> _WHAT YOU HAVE TO DO_
The answer must be an exact restatement of all the data.

________________

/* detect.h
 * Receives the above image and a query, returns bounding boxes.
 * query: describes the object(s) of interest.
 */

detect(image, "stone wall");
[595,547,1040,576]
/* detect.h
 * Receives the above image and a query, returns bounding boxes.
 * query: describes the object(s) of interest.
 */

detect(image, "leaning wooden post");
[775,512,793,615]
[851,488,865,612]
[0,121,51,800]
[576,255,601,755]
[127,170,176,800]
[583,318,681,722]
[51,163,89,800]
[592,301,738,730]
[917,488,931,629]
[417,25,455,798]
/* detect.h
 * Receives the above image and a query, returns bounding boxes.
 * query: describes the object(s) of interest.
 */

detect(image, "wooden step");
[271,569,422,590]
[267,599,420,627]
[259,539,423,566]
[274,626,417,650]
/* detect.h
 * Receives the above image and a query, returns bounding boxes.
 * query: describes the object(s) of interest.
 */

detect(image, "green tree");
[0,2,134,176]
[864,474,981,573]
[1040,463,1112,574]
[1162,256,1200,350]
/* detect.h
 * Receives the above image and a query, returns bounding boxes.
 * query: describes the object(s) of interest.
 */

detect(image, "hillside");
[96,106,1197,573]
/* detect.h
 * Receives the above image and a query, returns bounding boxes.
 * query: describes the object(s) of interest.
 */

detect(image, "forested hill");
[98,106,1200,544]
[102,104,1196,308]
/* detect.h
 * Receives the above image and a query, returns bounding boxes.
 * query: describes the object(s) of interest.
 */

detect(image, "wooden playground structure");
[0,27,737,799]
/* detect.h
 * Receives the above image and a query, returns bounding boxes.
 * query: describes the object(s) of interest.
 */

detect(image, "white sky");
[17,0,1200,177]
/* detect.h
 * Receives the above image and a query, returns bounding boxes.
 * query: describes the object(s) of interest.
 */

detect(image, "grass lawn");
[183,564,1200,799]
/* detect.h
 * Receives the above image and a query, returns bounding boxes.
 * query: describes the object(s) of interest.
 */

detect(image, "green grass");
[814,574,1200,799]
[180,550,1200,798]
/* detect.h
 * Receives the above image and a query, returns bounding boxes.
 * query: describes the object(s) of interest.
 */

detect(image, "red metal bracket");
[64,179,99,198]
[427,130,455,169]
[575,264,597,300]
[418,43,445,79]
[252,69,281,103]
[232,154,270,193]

________________

> _SOLVED PROBLEM_
/* detect.h
 * Receives the above image and a query, returns bounding boxes.
 * query: describes the object(s) of interest.
 */

detect(image, "stone wall");
[595,547,1040,576]
/* detect.h
 * Receives the above image and a query, returns bounding boxes.
 * query: describes the object(s) of interest.
 */

detect(image, "leaning wooden post");
[775,512,793,615]
[851,488,865,612]
[0,121,51,800]
[576,255,601,755]
[127,170,176,800]
[583,318,681,722]
[51,163,89,800]
[592,301,738,730]
[917,488,931,629]
[417,25,455,798]
/* detect.h
 * Receives the above image and a query, returns bounding boxes.
 * query: describes the object(s) of interest.
 */

detect(image, "wooden step");
[271,569,422,590]
[267,599,420,627]
[259,539,423,566]
[274,626,417,650]
/* detect.h
 * Receives the above image and a query, returns bounding boxes.
 * query: describes the object(s) of interest.
 */

detect(image, "green tree");
[0,2,134,176]
[864,474,981,573]
[1040,463,1112,574]
[1162,256,1200,350]
/* detect.h
 * Receives the above image and a query, returns bounding boxes.
 * query: describes the object(s) of interest.
 */

detect(image, "hillside");
[96,106,1197,573]
/* detect.h
 * Receives the above image and a query, returns bounding boxes.
 * query: describes the object(s) of interest.
 */

detect(image, "forested hill");
[98,106,1200,544]
[102,104,1196,308]
/* detect.h
 * Receives the above image and a query, returns bounding boxes.
 * query: describes the object(s) of interest.
 */

detect(image, "wooden playground structure");
[0,27,737,799]
/* detect.h
 * Receives the above image and a query, returns bounding boxes.
 * query: describes the object(s) of interest.
 */

detect(image, "white sky");
[17,0,1200,177]
/* detect.h
 * Receives the above image and a query, returns bounding boxes.
 * query: describes the object(s) of interest.
 */

detect(image, "grass lawn");
[183,564,1200,799]
/* detect.h
 * Receives the above image and a query, returns bounding boxes.
 * query: describes the object(s) of interest.
 */

detect(image, "green grass");
[814,574,1200,799]
[180,550,1200,798]
/* detect.h
 * Receives the above image and a query, returns bounding boxes.
 * query: describes the object(s) of interest.
 */

detect(image, "red metal bracket");
[64,179,99,198]
[427,130,455,169]
[575,264,597,300]
[418,43,445,79]
[252,69,281,103]
[232,154,270,193]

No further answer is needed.